Provided information =>
• • • •
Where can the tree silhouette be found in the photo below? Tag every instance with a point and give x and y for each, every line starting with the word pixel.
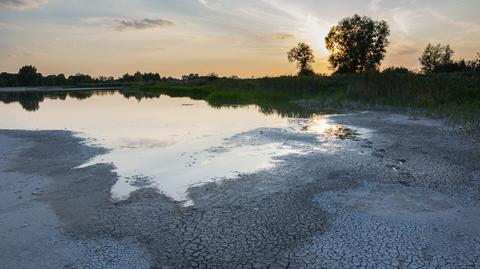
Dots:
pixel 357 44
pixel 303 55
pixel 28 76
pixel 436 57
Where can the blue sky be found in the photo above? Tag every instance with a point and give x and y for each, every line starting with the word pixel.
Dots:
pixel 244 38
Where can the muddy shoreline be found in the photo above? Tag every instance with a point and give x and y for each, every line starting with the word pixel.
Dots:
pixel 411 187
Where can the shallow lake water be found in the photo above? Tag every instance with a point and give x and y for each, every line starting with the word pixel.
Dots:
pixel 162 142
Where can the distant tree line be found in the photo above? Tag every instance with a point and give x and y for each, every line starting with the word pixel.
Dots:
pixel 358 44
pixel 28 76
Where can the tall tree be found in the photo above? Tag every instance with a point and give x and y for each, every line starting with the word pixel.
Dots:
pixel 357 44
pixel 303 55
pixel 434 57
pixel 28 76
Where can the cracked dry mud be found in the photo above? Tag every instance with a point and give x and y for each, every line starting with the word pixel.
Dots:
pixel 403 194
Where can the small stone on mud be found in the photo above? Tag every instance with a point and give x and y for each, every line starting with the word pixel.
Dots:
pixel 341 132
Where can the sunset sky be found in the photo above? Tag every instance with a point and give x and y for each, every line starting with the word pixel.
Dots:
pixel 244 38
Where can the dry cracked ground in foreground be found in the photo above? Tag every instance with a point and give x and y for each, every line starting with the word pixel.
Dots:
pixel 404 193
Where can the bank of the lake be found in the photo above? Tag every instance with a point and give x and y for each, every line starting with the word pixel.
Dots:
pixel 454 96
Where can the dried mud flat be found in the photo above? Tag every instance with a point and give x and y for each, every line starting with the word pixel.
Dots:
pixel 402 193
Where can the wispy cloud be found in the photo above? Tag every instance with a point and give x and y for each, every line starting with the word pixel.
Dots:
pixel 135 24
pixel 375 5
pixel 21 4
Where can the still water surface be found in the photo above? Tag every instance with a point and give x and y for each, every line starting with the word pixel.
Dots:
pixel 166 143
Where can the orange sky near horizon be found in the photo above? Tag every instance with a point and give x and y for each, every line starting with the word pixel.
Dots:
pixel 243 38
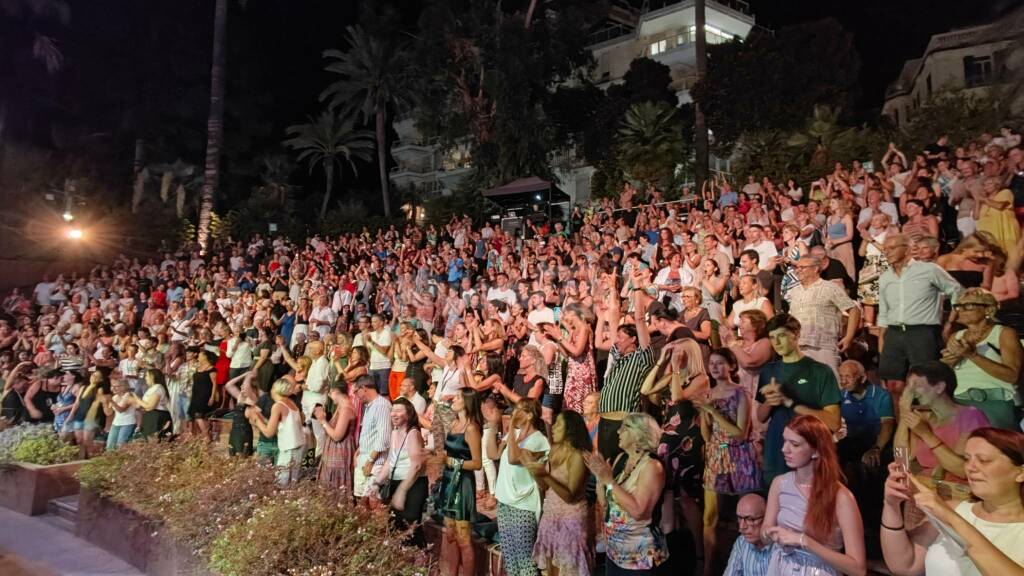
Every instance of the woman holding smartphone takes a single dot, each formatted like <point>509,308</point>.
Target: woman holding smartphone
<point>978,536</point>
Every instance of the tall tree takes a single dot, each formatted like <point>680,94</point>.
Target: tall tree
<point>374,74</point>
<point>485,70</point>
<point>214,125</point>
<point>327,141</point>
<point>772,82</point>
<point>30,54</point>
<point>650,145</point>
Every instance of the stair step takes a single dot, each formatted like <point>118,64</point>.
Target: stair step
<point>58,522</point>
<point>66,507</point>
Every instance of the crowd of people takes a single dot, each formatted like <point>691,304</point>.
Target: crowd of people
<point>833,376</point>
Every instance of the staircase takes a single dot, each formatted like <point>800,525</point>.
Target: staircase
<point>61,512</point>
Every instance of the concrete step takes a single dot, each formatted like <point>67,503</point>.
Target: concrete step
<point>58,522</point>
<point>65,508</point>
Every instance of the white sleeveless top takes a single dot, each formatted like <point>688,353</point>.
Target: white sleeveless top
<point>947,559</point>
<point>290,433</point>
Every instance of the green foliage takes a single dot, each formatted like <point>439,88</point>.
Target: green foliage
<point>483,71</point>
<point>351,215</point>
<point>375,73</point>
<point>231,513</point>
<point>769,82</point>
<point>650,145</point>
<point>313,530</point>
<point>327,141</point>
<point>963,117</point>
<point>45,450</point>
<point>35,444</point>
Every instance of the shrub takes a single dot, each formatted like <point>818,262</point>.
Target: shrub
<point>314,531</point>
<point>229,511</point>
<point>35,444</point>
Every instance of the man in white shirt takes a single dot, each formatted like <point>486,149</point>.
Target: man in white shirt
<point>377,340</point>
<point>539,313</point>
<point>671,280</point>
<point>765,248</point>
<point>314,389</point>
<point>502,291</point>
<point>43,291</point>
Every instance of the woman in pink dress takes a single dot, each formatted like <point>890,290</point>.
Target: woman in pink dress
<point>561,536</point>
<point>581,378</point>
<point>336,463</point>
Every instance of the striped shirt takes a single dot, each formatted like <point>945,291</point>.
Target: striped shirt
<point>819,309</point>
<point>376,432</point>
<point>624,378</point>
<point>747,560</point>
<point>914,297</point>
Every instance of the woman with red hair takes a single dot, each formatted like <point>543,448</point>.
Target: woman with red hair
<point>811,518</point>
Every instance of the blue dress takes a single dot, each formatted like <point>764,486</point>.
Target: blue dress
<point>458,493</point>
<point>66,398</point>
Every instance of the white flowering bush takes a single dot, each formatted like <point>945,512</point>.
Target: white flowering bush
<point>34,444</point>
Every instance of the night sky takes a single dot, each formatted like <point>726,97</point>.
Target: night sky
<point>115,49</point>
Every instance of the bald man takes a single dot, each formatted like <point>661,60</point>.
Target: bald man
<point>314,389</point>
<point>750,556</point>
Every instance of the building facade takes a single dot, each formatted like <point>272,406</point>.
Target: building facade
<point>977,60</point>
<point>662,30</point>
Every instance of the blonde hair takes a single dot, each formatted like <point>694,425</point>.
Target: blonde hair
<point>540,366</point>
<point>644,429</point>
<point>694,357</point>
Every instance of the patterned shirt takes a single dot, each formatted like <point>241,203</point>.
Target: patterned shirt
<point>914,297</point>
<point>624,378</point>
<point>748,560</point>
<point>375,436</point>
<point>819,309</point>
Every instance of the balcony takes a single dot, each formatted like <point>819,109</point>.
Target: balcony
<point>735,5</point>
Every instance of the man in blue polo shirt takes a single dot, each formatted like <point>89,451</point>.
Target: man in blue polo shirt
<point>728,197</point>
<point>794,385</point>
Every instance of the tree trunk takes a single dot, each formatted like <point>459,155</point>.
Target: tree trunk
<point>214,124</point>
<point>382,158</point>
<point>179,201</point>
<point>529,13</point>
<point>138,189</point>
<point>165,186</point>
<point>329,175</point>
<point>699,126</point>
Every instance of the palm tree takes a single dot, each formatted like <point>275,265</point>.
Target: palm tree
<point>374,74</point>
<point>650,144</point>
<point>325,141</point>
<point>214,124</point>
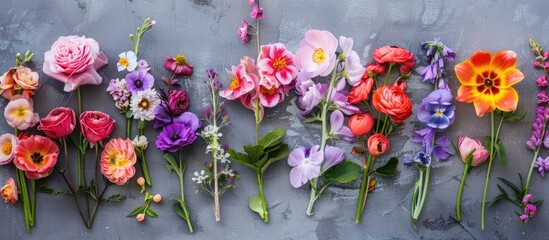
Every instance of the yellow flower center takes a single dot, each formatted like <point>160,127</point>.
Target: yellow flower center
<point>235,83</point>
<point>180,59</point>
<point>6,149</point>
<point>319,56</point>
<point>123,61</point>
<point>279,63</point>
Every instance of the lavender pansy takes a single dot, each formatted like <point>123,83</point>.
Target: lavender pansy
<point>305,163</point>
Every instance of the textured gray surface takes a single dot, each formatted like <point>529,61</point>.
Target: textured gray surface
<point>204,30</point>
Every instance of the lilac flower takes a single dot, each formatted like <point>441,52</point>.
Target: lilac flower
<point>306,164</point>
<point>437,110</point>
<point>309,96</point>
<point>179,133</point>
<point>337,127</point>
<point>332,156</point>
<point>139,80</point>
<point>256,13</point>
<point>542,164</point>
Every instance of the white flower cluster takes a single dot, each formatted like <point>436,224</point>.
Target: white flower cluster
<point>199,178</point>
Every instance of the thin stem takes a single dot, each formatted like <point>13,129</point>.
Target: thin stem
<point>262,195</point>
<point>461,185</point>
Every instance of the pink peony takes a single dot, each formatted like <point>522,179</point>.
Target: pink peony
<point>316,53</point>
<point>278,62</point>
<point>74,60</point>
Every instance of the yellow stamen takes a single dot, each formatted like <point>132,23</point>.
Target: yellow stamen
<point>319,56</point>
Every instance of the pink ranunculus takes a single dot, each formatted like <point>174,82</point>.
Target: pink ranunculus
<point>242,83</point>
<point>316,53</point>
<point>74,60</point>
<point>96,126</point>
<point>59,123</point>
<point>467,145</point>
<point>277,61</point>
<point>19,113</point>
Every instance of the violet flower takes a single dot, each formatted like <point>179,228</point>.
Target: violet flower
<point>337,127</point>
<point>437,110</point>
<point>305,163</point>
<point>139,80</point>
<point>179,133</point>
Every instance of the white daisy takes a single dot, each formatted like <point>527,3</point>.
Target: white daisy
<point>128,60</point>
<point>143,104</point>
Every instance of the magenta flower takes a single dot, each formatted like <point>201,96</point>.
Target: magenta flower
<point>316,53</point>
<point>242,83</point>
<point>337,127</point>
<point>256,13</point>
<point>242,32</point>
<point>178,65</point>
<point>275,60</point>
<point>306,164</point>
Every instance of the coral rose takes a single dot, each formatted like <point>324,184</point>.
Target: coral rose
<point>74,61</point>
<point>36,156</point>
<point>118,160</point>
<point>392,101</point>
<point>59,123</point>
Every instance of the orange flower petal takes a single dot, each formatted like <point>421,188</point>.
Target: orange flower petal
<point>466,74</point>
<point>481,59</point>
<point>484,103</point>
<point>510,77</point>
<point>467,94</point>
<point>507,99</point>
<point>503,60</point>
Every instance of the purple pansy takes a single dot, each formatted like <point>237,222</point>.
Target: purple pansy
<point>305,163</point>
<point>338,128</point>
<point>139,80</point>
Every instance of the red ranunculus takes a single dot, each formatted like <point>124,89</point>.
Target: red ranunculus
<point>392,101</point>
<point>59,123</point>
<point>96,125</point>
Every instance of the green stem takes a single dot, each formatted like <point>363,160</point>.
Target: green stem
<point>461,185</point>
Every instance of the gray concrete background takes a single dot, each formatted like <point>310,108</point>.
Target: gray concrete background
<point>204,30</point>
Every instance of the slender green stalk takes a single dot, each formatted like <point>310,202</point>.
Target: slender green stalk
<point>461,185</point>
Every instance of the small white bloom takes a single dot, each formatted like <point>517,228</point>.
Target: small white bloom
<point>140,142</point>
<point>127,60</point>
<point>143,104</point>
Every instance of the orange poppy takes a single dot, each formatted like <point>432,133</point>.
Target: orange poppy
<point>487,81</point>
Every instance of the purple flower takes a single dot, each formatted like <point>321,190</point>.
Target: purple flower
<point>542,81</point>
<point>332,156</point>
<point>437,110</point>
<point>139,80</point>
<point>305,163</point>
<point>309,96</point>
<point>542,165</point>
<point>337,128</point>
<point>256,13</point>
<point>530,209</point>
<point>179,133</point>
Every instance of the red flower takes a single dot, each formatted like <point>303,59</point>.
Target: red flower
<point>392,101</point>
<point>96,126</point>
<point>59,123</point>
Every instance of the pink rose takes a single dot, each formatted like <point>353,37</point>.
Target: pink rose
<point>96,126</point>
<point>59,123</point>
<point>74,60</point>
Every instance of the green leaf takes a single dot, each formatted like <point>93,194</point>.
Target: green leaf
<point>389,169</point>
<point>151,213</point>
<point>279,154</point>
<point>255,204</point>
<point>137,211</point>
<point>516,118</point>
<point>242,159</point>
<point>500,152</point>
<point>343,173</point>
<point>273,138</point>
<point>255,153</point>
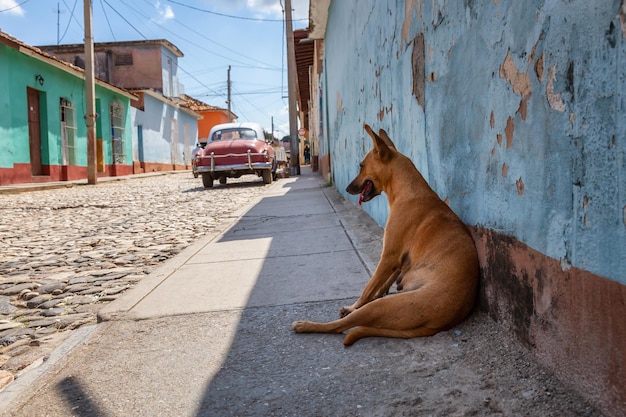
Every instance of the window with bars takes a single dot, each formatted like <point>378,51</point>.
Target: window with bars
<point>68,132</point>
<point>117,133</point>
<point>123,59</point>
• • • •
What you will do =>
Return word for word the lines of the listing above, starting at the line with "Where can the wispy" and ending at the line with "Every instance of the white sleeveless", both included. Pictures do not belong in the copy.

Task solution =>
Where can the wispy cloud be found in the photo above? Tag every instance with a point and give x and y for each, every line starting with the word pixel.
Dots:
pixel 135 24
pixel 375 5
pixel 21 4
Where can the still water surface be found in the photo above? Tag every instance with a point and give x and y for each, every line starting with the word pixel.
Dots:
pixel 166 143
Where can the orange sky near horizon be found in the photo above? Tag every instance with a point and give x and y for each, every line starting with the word pixel.
Dots:
pixel 243 38
Every instance of the woman holding smartphone takes a single dot, each formatted like <point>509,308</point>.
Target: woman holding smartphone
<point>978,536</point>
Every instance of the tall tree takes a single dot, each formatted like <point>680,94</point>.
Target: tall tree
<point>374,74</point>
<point>485,70</point>
<point>214,125</point>
<point>327,141</point>
<point>772,82</point>
<point>30,54</point>
<point>650,145</point>
Every instance of the stair step takes a single dot, each formatted like <point>118,64</point>.
Target: stair step
<point>58,522</point>
<point>66,507</point>
Every instance of the crowd of people takes a single dot, each formatted like <point>691,304</point>.
Target: crowd of people
<point>833,376</point>
Every instance of the staircase takes a single dot, each formatted like <point>800,525</point>.
Target: staircase
<point>61,512</point>
Every instance of the concrete step takes a single dot, each formatted like <point>67,503</point>.
Target: concrete step
<point>58,522</point>
<point>65,508</point>
Every instance of the white sleeveless top takes a single dot, each formatted like <point>688,353</point>.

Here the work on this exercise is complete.